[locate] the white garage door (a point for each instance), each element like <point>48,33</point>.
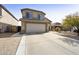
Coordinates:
<point>35,28</point>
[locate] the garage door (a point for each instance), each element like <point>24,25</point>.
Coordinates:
<point>35,28</point>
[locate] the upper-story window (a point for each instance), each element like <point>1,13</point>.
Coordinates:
<point>40,17</point>
<point>0,12</point>
<point>29,15</point>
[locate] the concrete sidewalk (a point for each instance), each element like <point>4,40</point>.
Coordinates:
<point>48,44</point>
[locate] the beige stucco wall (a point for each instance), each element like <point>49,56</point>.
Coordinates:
<point>8,19</point>
<point>35,14</point>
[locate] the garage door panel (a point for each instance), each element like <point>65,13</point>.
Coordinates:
<point>34,28</point>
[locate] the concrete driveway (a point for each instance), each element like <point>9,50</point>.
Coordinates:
<point>49,44</point>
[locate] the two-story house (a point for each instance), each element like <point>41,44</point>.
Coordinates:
<point>34,21</point>
<point>8,23</point>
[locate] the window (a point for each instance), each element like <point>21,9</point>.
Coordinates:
<point>0,11</point>
<point>40,17</point>
<point>29,15</point>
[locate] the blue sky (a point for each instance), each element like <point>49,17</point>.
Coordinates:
<point>55,12</point>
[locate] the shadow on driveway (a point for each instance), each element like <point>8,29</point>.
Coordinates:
<point>70,41</point>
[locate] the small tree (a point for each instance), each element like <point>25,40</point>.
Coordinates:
<point>71,21</point>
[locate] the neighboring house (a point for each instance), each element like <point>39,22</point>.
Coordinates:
<point>56,26</point>
<point>34,21</point>
<point>8,23</point>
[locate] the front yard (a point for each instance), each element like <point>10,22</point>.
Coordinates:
<point>9,43</point>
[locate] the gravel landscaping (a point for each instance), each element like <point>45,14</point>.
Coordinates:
<point>9,43</point>
<point>69,34</point>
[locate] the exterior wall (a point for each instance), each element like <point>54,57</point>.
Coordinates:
<point>35,14</point>
<point>7,21</point>
<point>34,24</point>
<point>35,28</point>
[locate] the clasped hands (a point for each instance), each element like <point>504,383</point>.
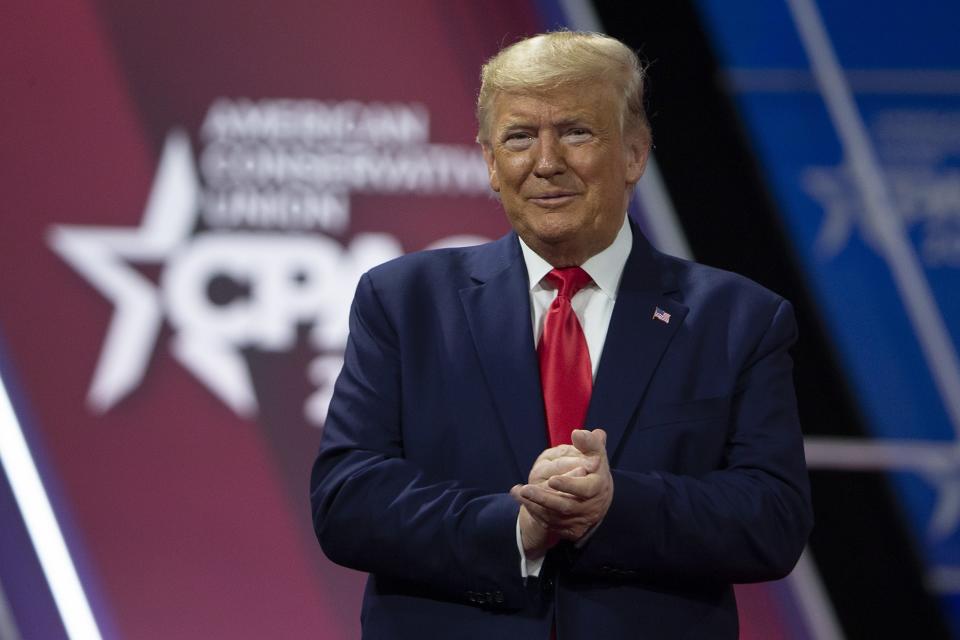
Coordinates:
<point>568,492</point>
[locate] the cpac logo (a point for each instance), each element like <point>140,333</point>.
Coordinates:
<point>269,285</point>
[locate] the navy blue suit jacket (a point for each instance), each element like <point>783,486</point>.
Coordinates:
<point>438,412</point>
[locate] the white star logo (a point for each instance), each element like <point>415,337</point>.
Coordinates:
<point>103,256</point>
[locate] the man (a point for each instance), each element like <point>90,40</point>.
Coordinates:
<point>453,467</point>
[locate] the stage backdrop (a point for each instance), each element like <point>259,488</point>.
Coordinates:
<point>191,192</point>
<point>854,111</point>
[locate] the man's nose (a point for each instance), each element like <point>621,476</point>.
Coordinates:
<point>550,160</point>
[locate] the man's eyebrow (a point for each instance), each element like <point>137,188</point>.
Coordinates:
<point>522,121</point>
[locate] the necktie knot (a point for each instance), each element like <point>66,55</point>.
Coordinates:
<point>569,280</point>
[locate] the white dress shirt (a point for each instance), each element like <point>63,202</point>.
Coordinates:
<point>593,305</point>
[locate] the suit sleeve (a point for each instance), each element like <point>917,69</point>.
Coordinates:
<point>747,521</point>
<point>375,511</point>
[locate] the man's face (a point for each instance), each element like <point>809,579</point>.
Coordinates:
<point>563,169</point>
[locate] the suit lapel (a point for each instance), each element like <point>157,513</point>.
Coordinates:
<point>498,314</point>
<point>635,341</point>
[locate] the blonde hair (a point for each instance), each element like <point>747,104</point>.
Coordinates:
<point>560,58</point>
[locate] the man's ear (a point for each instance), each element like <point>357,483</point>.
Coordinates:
<point>491,166</point>
<point>637,151</point>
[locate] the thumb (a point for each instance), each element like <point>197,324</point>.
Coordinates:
<point>589,441</point>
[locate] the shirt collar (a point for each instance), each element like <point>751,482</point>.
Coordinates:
<point>605,268</point>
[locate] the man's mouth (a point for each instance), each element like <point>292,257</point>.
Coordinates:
<point>550,200</point>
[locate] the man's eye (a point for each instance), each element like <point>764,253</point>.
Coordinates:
<point>517,140</point>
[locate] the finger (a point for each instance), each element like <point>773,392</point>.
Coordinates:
<point>582,487</point>
<point>565,505</point>
<point>553,520</point>
<point>590,442</point>
<point>546,469</point>
<point>559,451</point>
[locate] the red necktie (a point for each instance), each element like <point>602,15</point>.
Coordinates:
<point>565,371</point>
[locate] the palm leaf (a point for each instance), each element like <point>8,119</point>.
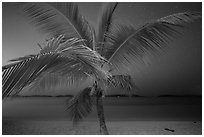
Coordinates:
<point>70,61</point>
<point>80,105</point>
<point>59,18</point>
<point>104,23</point>
<point>128,46</point>
<point>124,82</point>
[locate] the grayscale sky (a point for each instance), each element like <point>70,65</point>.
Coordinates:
<point>179,71</point>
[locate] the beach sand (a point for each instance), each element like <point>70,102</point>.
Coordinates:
<point>29,127</point>
<point>124,116</point>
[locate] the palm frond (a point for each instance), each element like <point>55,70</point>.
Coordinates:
<point>59,18</point>
<point>127,45</point>
<point>70,61</point>
<point>124,82</point>
<point>80,105</point>
<point>104,23</point>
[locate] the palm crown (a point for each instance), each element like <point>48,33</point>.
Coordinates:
<point>76,52</point>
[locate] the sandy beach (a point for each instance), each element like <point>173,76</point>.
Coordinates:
<point>91,128</point>
<point>125,116</point>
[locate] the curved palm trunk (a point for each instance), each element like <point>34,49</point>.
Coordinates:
<point>100,111</point>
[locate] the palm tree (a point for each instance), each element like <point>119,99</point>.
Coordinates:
<point>76,53</point>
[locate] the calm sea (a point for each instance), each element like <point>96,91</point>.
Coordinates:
<point>123,108</point>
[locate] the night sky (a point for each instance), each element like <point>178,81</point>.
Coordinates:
<point>179,71</point>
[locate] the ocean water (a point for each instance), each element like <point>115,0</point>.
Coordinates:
<point>116,109</point>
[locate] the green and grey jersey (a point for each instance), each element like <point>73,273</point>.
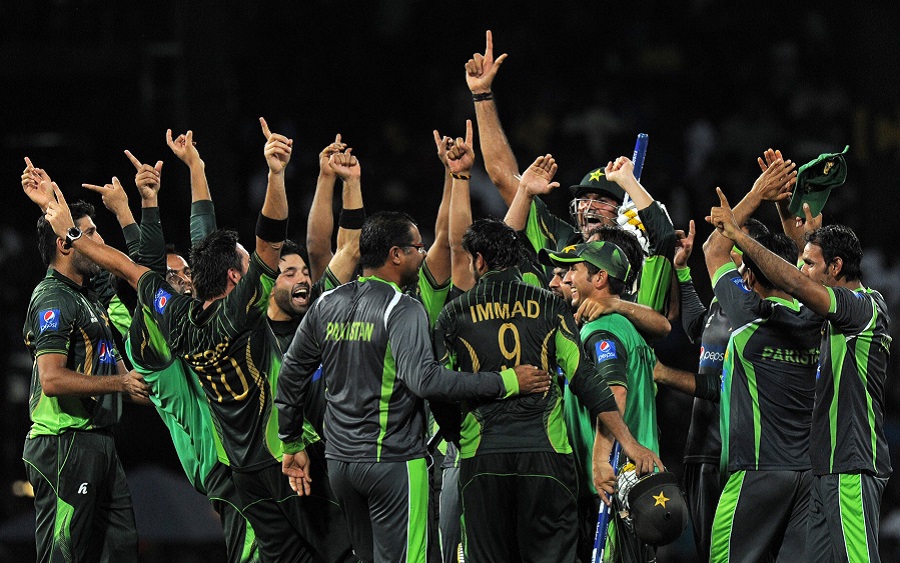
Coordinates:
<point>848,420</point>
<point>624,358</point>
<point>378,364</point>
<point>504,322</point>
<point>768,378</point>
<point>66,318</point>
<point>545,230</point>
<point>281,335</point>
<point>231,366</point>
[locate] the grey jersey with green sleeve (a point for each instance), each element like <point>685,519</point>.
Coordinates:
<point>378,364</point>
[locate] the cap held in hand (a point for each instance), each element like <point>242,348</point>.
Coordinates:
<point>816,179</point>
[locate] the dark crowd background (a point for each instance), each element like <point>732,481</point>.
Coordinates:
<point>712,84</point>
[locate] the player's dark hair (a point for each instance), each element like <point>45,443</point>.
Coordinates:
<point>616,286</point>
<point>755,228</point>
<point>381,232</point>
<point>47,238</point>
<point>496,241</point>
<point>839,241</point>
<point>211,258</point>
<point>629,244</point>
<point>292,247</point>
<point>776,243</point>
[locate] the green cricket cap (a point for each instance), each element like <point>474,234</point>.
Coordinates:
<point>595,182</point>
<point>604,255</point>
<point>816,179</point>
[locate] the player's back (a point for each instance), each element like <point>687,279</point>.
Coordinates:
<point>501,323</point>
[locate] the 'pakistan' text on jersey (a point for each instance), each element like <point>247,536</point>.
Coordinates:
<point>768,379</point>
<point>216,343</point>
<point>377,360</point>
<point>66,318</point>
<point>848,421</point>
<point>504,322</point>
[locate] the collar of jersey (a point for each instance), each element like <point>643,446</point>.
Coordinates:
<point>508,274</point>
<point>792,304</point>
<point>364,279</point>
<point>53,273</point>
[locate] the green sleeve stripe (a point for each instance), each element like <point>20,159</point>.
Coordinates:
<point>723,523</point>
<point>853,521</point>
<point>50,351</point>
<point>384,403</point>
<point>656,276</point>
<point>838,352</point>
<point>723,269</point>
<point>417,525</point>
<point>510,382</point>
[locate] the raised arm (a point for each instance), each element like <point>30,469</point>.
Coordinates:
<point>320,223</point>
<point>782,274</point>
<point>460,159</point>
<point>439,259</point>
<point>272,224</point>
<point>534,182</point>
<point>347,168</point>
<point>107,257</point>
<point>499,160</point>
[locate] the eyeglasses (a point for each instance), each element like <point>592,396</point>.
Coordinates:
<point>420,247</point>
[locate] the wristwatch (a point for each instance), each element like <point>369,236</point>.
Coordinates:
<point>73,234</point>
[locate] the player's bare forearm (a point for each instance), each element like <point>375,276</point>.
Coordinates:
<point>499,160</point>
<point>320,226</point>
<point>110,259</point>
<point>517,214</point>
<point>680,380</point>
<point>785,275</point>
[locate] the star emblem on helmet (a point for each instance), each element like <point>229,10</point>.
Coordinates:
<point>660,499</point>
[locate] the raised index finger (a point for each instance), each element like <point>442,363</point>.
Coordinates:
<point>265,127</point>
<point>722,200</point>
<point>135,161</point>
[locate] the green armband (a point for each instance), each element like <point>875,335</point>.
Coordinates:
<point>510,382</point>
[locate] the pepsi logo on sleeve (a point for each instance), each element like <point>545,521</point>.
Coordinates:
<point>48,319</point>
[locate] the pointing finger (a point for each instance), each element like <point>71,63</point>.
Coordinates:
<point>135,161</point>
<point>265,127</point>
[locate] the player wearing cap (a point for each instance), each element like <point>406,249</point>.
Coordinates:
<point>378,364</point>
<point>83,506</point>
<point>848,447</point>
<point>512,451</point>
<point>622,356</point>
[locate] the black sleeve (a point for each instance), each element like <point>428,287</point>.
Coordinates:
<point>693,313</point>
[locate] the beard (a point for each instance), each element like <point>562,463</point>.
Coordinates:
<point>84,266</point>
<point>293,302</point>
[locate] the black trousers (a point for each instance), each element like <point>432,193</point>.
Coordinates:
<point>81,498</point>
<point>519,507</point>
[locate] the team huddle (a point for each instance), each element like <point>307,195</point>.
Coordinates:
<point>490,397</point>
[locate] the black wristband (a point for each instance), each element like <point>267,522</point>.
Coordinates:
<point>352,218</point>
<point>271,230</point>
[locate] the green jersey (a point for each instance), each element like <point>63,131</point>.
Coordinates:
<point>848,420</point>
<point>768,378</point>
<point>66,318</point>
<point>624,358</point>
<point>504,322</point>
<point>217,343</point>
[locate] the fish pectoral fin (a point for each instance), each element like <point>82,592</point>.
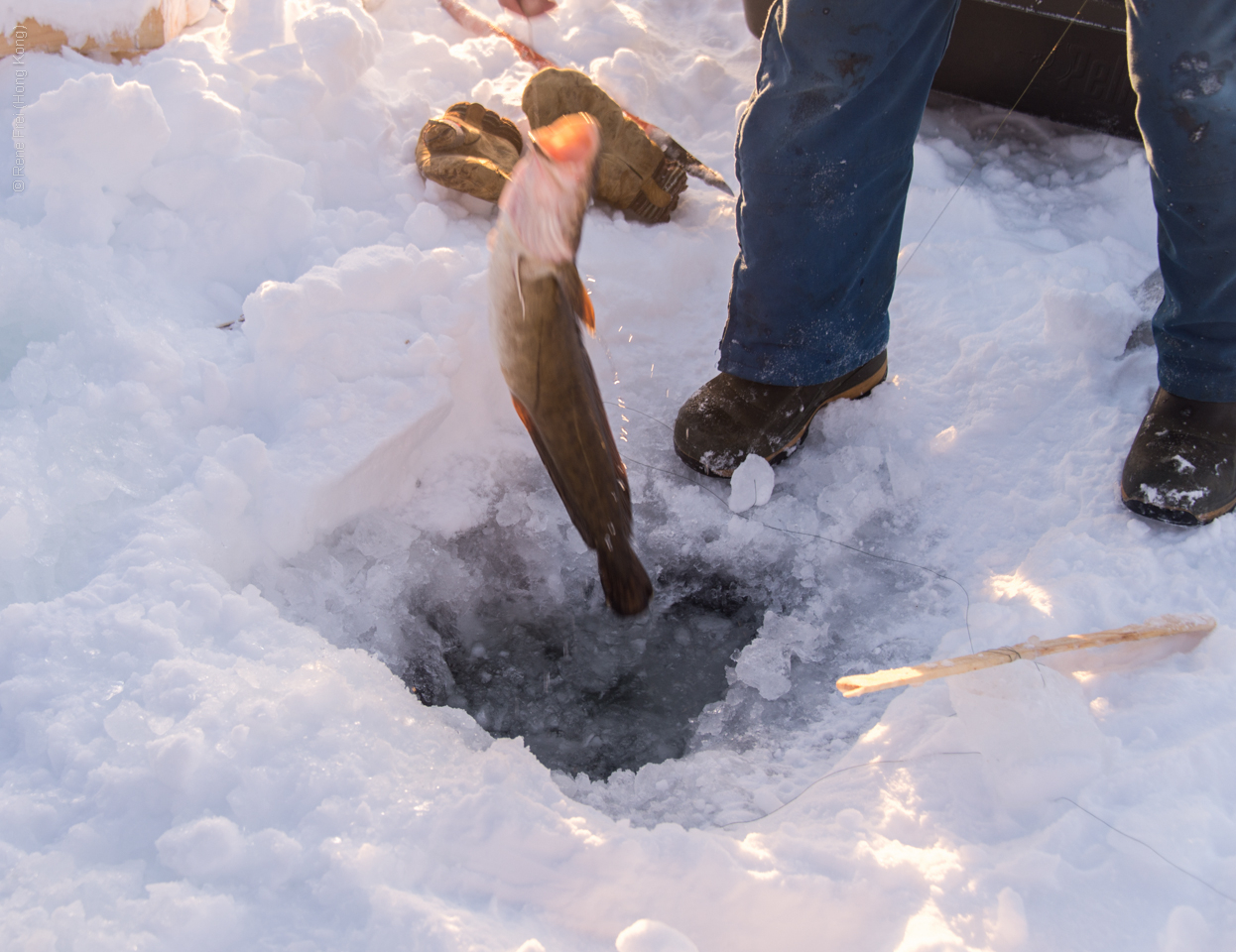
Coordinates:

→ **Request**:
Lines from the one that contains "[locate] the black sleeve" through the last line of the data above are to be extracted exactly, with no pictures and no other lines.

→ **Answer to the task**:
[locate] the black sleeve (a point for each instance), each element like <point>428,287</point>.
Coordinates:
<point>693,313</point>
[locate] the beard (a point for each instance), each element like <point>562,463</point>.
Coordinates:
<point>84,266</point>
<point>293,302</point>
[locate] the black trousers (a point for each instance), each element like <point>432,193</point>.
Coordinates:
<point>81,498</point>
<point>519,507</point>
[locate] the team huddle (a point for each instance), each element like <point>307,195</point>.
Coordinates:
<point>490,397</point>
[locate] the black wristband (a point for each instance), each element like <point>267,522</point>.
Coordinates:
<point>352,218</point>
<point>271,230</point>
[locate] the green jersey (a point for each instance), each element like <point>63,131</point>.
Coordinates:
<point>848,420</point>
<point>768,378</point>
<point>66,318</point>
<point>624,358</point>
<point>504,322</point>
<point>217,343</point>
[locate] the fish pectoral fin (a point for each instance), each element like <point>82,592</point>.
Coordinates:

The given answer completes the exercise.